(Data shown)

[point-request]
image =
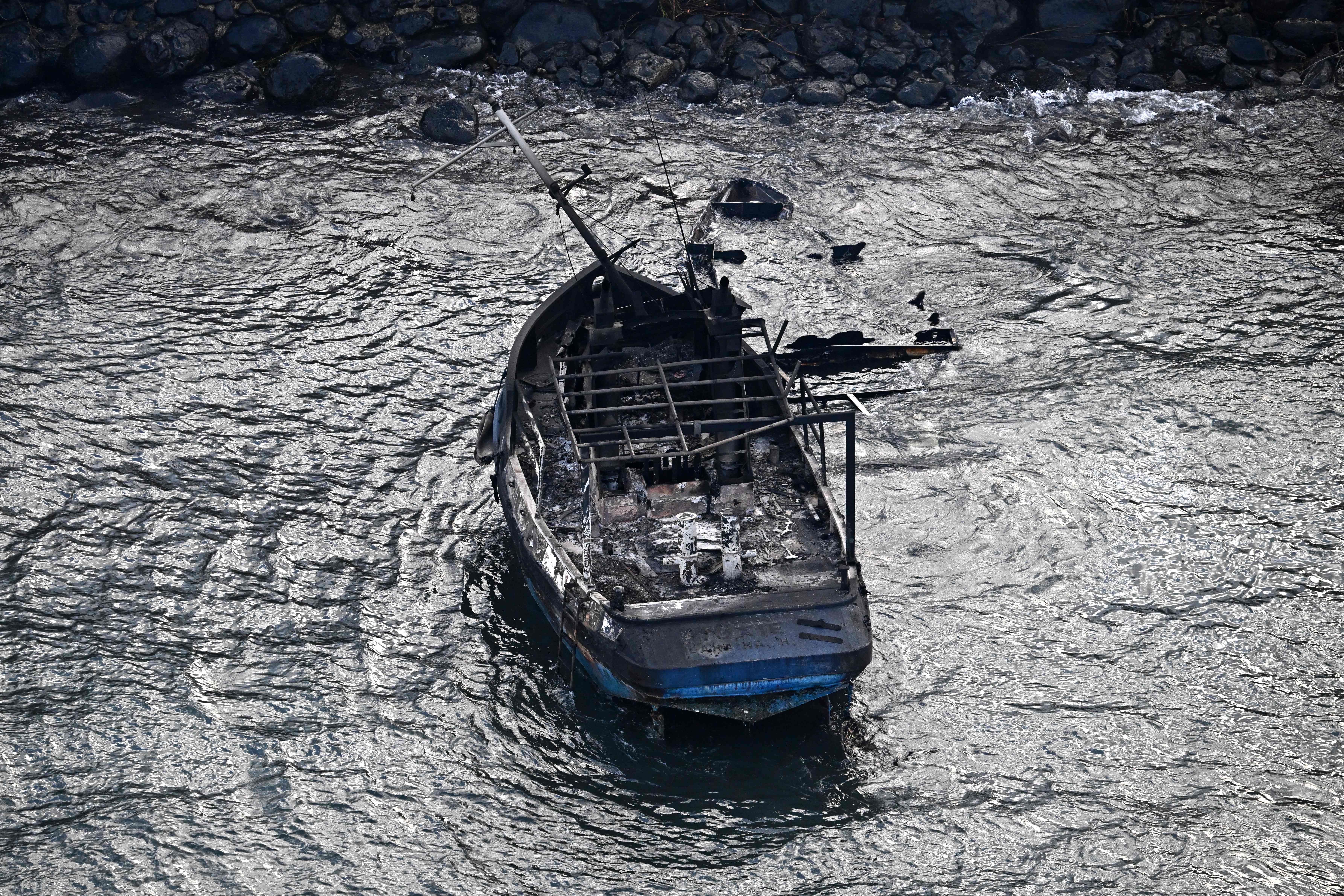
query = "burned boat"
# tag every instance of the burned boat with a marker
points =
(742, 198)
(666, 486)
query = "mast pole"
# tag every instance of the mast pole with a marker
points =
(613, 276)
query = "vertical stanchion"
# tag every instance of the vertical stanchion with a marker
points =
(849, 488)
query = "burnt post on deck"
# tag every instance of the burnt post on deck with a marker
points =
(603, 342)
(726, 336)
(849, 490)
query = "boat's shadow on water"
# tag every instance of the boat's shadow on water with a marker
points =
(796, 764)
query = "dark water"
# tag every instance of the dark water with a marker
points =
(263, 631)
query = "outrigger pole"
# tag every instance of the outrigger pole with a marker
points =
(468, 151)
(560, 194)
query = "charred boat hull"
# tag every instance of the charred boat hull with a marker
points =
(744, 655)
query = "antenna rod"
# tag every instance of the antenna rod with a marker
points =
(471, 150)
(609, 271)
(690, 265)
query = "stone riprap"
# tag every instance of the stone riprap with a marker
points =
(811, 52)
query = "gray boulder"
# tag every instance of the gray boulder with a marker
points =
(1250, 49)
(550, 23)
(499, 15)
(847, 11)
(838, 65)
(886, 62)
(1079, 21)
(1101, 79)
(230, 87)
(1237, 23)
(822, 93)
(19, 62)
(178, 49)
(1136, 62)
(1320, 74)
(256, 37)
(445, 53)
(650, 70)
(972, 21)
(752, 62)
(1146, 81)
(920, 93)
(1237, 77)
(1207, 58)
(656, 33)
(302, 80)
(698, 87)
(827, 37)
(1307, 34)
(408, 23)
(451, 121)
(97, 60)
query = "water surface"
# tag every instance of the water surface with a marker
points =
(264, 633)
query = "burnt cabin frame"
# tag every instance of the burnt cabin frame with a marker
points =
(698, 326)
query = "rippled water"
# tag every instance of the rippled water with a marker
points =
(261, 624)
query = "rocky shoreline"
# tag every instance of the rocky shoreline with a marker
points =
(826, 53)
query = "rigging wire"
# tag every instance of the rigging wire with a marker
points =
(690, 265)
(560, 223)
(643, 245)
(666, 175)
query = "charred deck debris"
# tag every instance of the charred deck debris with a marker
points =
(666, 476)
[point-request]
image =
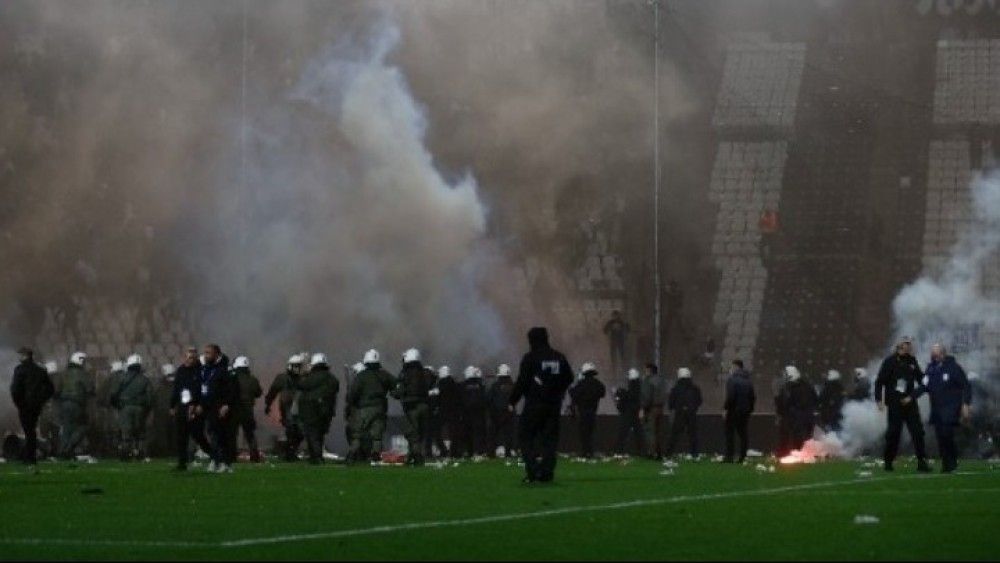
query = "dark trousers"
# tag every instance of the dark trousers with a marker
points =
(655, 430)
(293, 439)
(628, 423)
(684, 423)
(29, 423)
(501, 432)
(947, 448)
(248, 425)
(473, 433)
(587, 422)
(801, 428)
(221, 431)
(736, 425)
(435, 436)
(617, 355)
(187, 430)
(898, 417)
(314, 443)
(538, 436)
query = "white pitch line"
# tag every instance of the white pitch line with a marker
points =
(552, 512)
(462, 521)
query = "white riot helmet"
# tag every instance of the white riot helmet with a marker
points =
(318, 359)
(78, 358)
(134, 360)
(411, 355)
(792, 373)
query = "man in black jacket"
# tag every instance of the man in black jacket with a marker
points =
(586, 396)
(740, 401)
(30, 388)
(542, 380)
(628, 400)
(474, 411)
(501, 419)
(220, 395)
(185, 407)
(684, 400)
(831, 401)
(896, 389)
(796, 407)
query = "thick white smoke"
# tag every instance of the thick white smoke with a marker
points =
(346, 234)
(950, 305)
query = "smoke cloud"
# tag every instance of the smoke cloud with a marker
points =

(End Data shown)

- [What is required]: Although the records contain pictures, only their text should be repeated, exactly as it appears.

- [Completed task]:
[point-request]
image =
query = "burned boat"
# tag every instance of the burned boat with a marker
points =
(742, 198)
(666, 486)
query = "mast pole"
# tag every instance of the mast pole with a marker
points =
(613, 276)
query = "vertical stanchion"
# tag every instance of the vertical stanchion with a marker
points =
(849, 488)
query = "burnt post on deck"
# tag every instance of the burnt post on deck with a marker
points =
(603, 342)
(726, 336)
(849, 490)
query = "boat's shadow on water"
# tag every instance of the boat's shadow on water with a marker
points =
(796, 764)
query = "dark water"
# tag every instance of the dark water with a marker
points =
(263, 631)
query = "outrigger pole"
# tag every instance of the outrigger pole with a marker
points =
(468, 151)
(560, 194)
query = "charred boat hull"
# tag every instance of the charred boat hull with a marker
points =
(744, 655)
query = "antenna rod"
# tag every instance of the antenna rod with a marker
points =
(471, 150)
(609, 271)
(690, 265)
query = "stone riprap"
# tag every instance of the stone riprap with a marker
points =
(811, 52)
query = "gray boulder"
# tag every instance of the gray boulder with a marker
points =
(1250, 49)
(550, 23)
(499, 15)
(847, 11)
(838, 65)
(886, 62)
(1079, 21)
(1101, 79)
(230, 87)
(1237, 23)
(822, 93)
(19, 62)
(178, 49)
(1136, 62)
(1320, 74)
(256, 37)
(445, 53)
(650, 70)
(972, 21)
(752, 62)
(1146, 81)
(920, 93)
(1237, 77)
(1207, 58)
(656, 33)
(302, 80)
(698, 87)
(827, 37)
(1307, 34)
(408, 23)
(451, 121)
(97, 60)
query = "water surface"
# tag every instance of the water surface with a marker
points =
(264, 633)
query = "burnt cabin frame"
# tag every instance of the burnt cabin frame with a marker
points =
(698, 326)
query = "rippled water"
# tag every instance of the rippled water with a marker
points =
(261, 624)
query = "rocky shoreline"
# tag every instance of the rocky shoreline with a marker
points =
(826, 53)
query = "rigging wire"
# tag every instance of the rigging wire with a marker
points =
(690, 265)
(560, 223)
(643, 245)
(666, 175)
query = "charred deck debris"
# tag every instance of the charred deck debris with a marker
points =
(666, 476)
[point-request]
image =
query = "dark trousers"
# tag every instance of the dark trousers with a marker
points =
(655, 430)
(293, 439)
(628, 423)
(684, 423)
(29, 423)
(501, 432)
(947, 448)
(248, 425)
(473, 433)
(587, 422)
(801, 428)
(221, 431)
(736, 425)
(435, 436)
(617, 355)
(187, 430)
(898, 417)
(314, 443)
(538, 436)
query = "white pitch line"
# tag every instance of the white pitch line with a marker
points =
(552, 512)
(462, 521)
query = "white riot helmet"
# tag every instance of the white riot helmet with a marker
points =
(318, 359)
(78, 358)
(134, 360)
(411, 355)
(792, 373)
query = "man in black jacket"
# tag every instance of the man in black jacket with a marker
points =
(586, 396)
(740, 401)
(30, 388)
(542, 380)
(628, 400)
(474, 411)
(501, 419)
(220, 395)
(185, 407)
(684, 400)
(831, 401)
(896, 389)
(796, 407)
query = "thick white smoke"
# tag every instance of the thick white smoke with a marker
points =
(346, 234)
(950, 305)
query = "smoke cloud"
# tag every instance of the smoke cloud with a marker
points =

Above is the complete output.